Keep the pictures out and restate every record exactly.

--- START ---

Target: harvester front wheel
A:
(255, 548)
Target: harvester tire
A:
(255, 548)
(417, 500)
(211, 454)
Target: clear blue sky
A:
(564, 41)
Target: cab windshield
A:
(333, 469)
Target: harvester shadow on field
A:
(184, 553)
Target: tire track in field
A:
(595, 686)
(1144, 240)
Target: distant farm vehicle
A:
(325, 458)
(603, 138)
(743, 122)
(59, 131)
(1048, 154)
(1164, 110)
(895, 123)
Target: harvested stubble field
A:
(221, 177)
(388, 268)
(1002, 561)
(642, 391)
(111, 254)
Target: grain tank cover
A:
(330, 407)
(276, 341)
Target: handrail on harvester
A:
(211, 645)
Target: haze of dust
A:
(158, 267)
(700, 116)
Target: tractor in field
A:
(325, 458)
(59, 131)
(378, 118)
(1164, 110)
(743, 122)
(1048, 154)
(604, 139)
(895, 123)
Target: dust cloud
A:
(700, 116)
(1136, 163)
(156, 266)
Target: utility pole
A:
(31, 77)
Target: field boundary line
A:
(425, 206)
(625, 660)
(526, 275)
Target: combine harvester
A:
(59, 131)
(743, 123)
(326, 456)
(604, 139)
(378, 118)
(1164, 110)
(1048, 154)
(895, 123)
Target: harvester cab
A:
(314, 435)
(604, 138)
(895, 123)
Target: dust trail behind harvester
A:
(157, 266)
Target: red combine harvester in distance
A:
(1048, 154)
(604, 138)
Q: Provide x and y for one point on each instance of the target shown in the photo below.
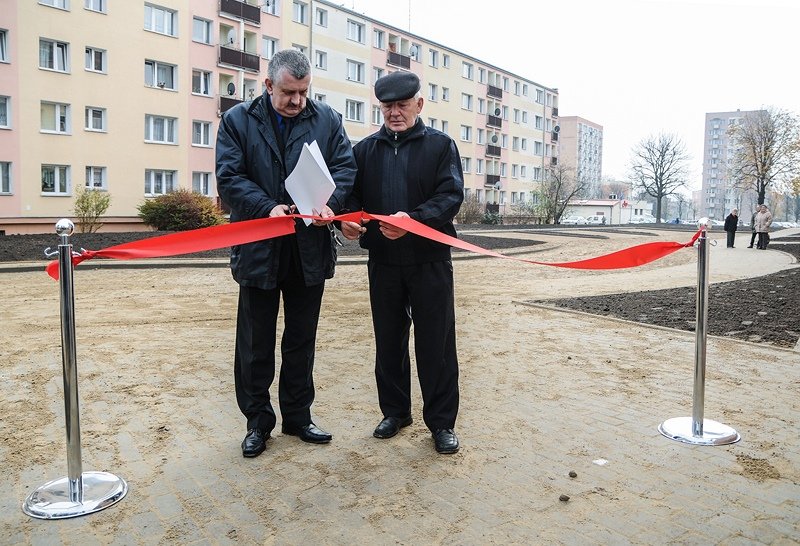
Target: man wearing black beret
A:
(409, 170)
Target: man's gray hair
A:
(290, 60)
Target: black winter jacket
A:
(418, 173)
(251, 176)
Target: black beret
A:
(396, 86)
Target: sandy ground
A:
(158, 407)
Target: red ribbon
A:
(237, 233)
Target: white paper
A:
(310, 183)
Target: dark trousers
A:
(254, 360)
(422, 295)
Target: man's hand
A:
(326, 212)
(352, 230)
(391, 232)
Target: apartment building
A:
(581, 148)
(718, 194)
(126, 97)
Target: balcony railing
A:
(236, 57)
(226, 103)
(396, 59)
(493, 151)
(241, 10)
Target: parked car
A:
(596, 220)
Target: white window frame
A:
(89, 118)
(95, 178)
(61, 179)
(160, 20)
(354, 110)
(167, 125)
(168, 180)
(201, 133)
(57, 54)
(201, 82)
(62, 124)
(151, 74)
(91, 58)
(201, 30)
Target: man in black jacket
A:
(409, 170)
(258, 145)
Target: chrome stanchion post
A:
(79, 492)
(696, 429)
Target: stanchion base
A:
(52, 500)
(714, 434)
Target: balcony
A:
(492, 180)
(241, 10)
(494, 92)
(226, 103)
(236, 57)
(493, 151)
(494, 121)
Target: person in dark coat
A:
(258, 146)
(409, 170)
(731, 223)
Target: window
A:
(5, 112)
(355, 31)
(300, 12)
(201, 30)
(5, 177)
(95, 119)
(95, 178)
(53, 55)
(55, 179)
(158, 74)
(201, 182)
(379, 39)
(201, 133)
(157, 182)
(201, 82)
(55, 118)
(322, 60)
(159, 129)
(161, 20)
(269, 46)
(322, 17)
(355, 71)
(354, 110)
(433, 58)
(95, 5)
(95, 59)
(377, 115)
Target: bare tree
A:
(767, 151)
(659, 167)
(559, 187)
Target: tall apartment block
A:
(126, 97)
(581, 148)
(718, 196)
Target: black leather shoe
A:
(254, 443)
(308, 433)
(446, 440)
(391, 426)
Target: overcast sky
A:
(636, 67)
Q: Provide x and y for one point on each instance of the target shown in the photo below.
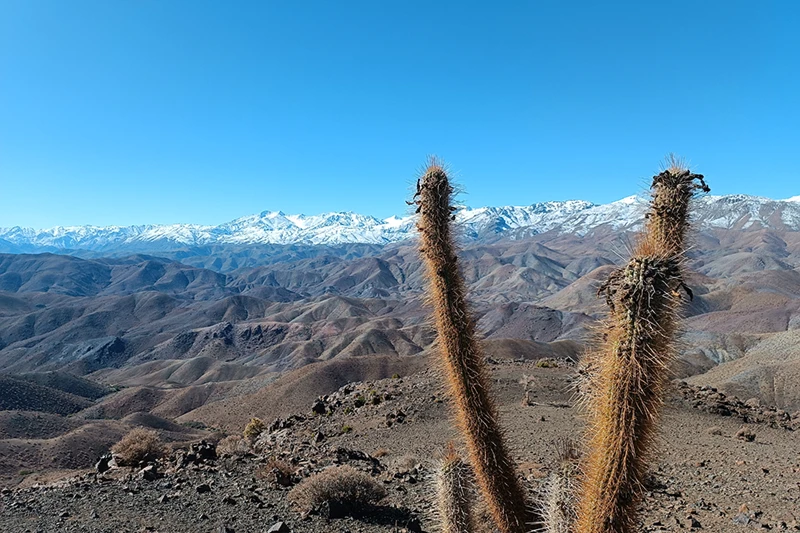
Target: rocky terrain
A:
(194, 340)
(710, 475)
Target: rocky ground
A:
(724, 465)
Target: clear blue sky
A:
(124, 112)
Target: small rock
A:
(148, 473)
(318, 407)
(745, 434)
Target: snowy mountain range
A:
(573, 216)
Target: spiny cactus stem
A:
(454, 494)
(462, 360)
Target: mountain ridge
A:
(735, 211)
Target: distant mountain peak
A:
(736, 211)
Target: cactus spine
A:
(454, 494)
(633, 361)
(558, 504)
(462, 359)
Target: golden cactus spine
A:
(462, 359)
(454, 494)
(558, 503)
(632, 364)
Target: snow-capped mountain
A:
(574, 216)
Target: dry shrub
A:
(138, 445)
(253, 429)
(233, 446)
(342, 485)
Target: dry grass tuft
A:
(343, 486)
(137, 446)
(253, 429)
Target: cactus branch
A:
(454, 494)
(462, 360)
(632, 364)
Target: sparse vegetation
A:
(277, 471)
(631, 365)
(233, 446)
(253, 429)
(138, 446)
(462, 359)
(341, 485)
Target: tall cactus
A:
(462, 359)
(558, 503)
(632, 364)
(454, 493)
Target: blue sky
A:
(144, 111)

--- END ---

** Reply to the task **
Target: harvester front wheel
A:
(255, 548)
Target: harvester tire
A:
(255, 548)
(417, 500)
(211, 454)
Target: clear blue sky
A:
(564, 41)
Target: cab windshield
A:
(333, 469)
Target: harvester shadow on field
A:
(184, 553)
Target: tire track in field
A:
(595, 686)
(1144, 240)
Target: distant farm vehicle
A:
(325, 458)
(603, 138)
(743, 122)
(59, 131)
(1048, 154)
(1164, 110)
(895, 123)
Target: harvested stubble field
A:
(221, 177)
(388, 268)
(1002, 561)
(642, 391)
(111, 254)
Target: grain tank cover
A:
(330, 407)
(276, 341)
Target: handrail on harvester
A:
(211, 645)
Target: haze of dust
A:
(158, 267)
(700, 116)
Target: tractor in field
A:
(325, 458)
(59, 131)
(378, 118)
(1164, 110)
(743, 122)
(1048, 154)
(604, 139)
(895, 123)
Target: dust cloud
A:
(700, 116)
(1136, 163)
(156, 266)
Target: utility pole
A:
(31, 77)
Target: field boundary line
A:
(425, 206)
(625, 660)
(526, 275)
Target: combine harvester
A:
(59, 131)
(743, 123)
(326, 456)
(604, 139)
(378, 118)
(1164, 110)
(1048, 154)
(895, 123)
Target: harvester cab
A:
(314, 435)
(604, 138)
(895, 123)
Target: dust trail behind harvester
A:
(157, 266)
Target: red combine harvester in distance
A:
(1048, 154)
(604, 138)
Q: Provide x and y for one point on each instance of the target shown in the photo below.
Target: man wearing black beret
A:
(409, 170)
Target: man's gray hair
A:
(290, 60)
Target: black winter jacket
A:
(418, 173)
(251, 176)
Target: black beret
A:
(396, 86)
Target: sandy ground
A:
(158, 407)
Target: red ribbon
A:
(237, 233)
Target: white paper
A:
(310, 183)
Target: dark trousers
A:
(254, 360)
(422, 295)
Target: man's hand
A:
(326, 212)
(352, 230)
(391, 232)
Target: apartment building
A:
(581, 148)
(718, 194)
(126, 97)
Target: balcony railing
A:
(236, 57)
(226, 103)
(396, 59)
(493, 151)
(241, 10)
Target: parked car
A:
(596, 220)
Target: white window frame
A:
(89, 118)
(95, 178)
(61, 179)
(160, 20)
(354, 110)
(167, 125)
(168, 180)
(201, 133)
(57, 54)
(201, 82)
(62, 124)
(151, 74)
(91, 58)
(201, 30)
Target: man in black jacket
A:
(409, 170)
(258, 145)
Target: chrome stanchion post
A:
(79, 492)
(696, 429)
Target: stanchion base
A:
(52, 500)
(714, 434)
Target: balcony
A:
(492, 180)
(241, 10)
(494, 92)
(226, 103)
(236, 57)
(493, 151)
(494, 121)
Target: person in dark coat
A:
(258, 146)
(409, 170)
(731, 223)
Target: window
A:
(5, 112)
(355, 31)
(300, 12)
(201, 30)
(5, 177)
(95, 119)
(95, 178)
(53, 55)
(55, 179)
(158, 74)
(201, 182)
(379, 39)
(201, 133)
(157, 182)
(201, 82)
(55, 118)
(322, 60)
(159, 129)
(161, 20)
(269, 46)
(322, 17)
(355, 71)
(354, 110)
(433, 58)
(95, 5)
(95, 59)
(377, 115)
Target: bare tree
A:
(767, 151)
(659, 167)
(559, 187)
Target: tall apartment block
A:
(126, 97)
(581, 148)
(718, 196)
Target: black leather shoe
A:
(254, 443)
(308, 433)
(446, 440)
(391, 426)
Target: overcast sky
A:
(636, 67)
Q: Provide x and y for one point on each instance of the target shown in the photo below.
Target: rocky terrain
A:
(194, 340)
(710, 475)
Target: rocky ground
A:
(724, 465)
Target: clear blue sky
A:
(124, 112)
Target: small rock
A:
(148, 473)
(318, 407)
(745, 434)
Target: snowy mountain range
A:
(573, 216)
Target: spiny cactus stem
A:
(454, 494)
(462, 360)
Target: mountain ridge
A:
(735, 211)
Target: distant mountain peak
A:
(736, 211)
Target: cactus spine
A:
(454, 494)
(633, 361)
(558, 504)
(462, 359)
Target: golden cactus spine
A:
(462, 359)
(454, 494)
(558, 503)
(632, 364)
Target: snow-capped mountain
A:
(574, 216)
Target: dry shrub
A:
(138, 445)
(253, 429)
(233, 446)
(342, 485)
Target: dry grass tuft
A:
(343, 486)
(137, 446)
(253, 429)
Target: cactus branch
A:
(454, 494)
(462, 360)
(632, 364)
Target: sparse vegetation
A:
(277, 471)
(631, 365)
(233, 446)
(253, 429)
(138, 446)
(462, 359)
(341, 485)
Target: tall cactus
A:
(462, 359)
(558, 503)
(632, 364)
(454, 493)
Target: blue sky
A:
(144, 111)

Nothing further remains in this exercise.